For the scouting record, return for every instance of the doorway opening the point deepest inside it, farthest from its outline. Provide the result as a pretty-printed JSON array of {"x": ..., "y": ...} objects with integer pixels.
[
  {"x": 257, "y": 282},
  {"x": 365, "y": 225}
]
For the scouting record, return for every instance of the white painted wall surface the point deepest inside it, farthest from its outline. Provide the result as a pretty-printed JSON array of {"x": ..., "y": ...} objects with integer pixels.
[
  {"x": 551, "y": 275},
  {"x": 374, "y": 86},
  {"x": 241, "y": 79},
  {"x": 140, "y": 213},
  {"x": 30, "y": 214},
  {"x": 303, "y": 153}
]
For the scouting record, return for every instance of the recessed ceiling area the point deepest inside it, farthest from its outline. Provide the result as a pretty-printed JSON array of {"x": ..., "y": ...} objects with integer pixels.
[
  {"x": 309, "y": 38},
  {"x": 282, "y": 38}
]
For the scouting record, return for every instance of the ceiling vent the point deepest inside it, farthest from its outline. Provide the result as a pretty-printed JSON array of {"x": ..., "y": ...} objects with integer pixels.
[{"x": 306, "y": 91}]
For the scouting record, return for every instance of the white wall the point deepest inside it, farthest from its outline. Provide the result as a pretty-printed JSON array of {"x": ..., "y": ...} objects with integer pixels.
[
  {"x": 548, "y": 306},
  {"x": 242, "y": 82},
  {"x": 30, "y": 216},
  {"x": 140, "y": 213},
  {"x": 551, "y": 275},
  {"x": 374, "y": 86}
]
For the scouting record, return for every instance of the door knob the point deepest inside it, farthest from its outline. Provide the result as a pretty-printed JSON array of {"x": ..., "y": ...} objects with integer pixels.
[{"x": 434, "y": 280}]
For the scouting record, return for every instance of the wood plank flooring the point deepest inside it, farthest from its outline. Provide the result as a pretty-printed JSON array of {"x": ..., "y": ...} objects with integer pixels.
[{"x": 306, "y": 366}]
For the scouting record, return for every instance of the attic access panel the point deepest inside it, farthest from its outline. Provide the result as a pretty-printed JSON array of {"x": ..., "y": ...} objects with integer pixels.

- The task: Output exactly the lines above, from the one holding "For the scouting record, return for every instance of the wood" through the end of the data, including the first and last.

- Answer to the problem:
For the scouting record, return for every instance of the wood plank flooring the point deepest inside it, farthest from its outline. Provide the result as a pretty-printed JSON array of {"x": ..., "y": ...} objects with integer pixels.
[{"x": 306, "y": 366}]
For the scouting record, return for every instance of the attic access panel the point deepest inside it, farthest from its outline. Provide the result as a pretty-printed JSON array of {"x": ..., "y": ...} objects with integer pixels.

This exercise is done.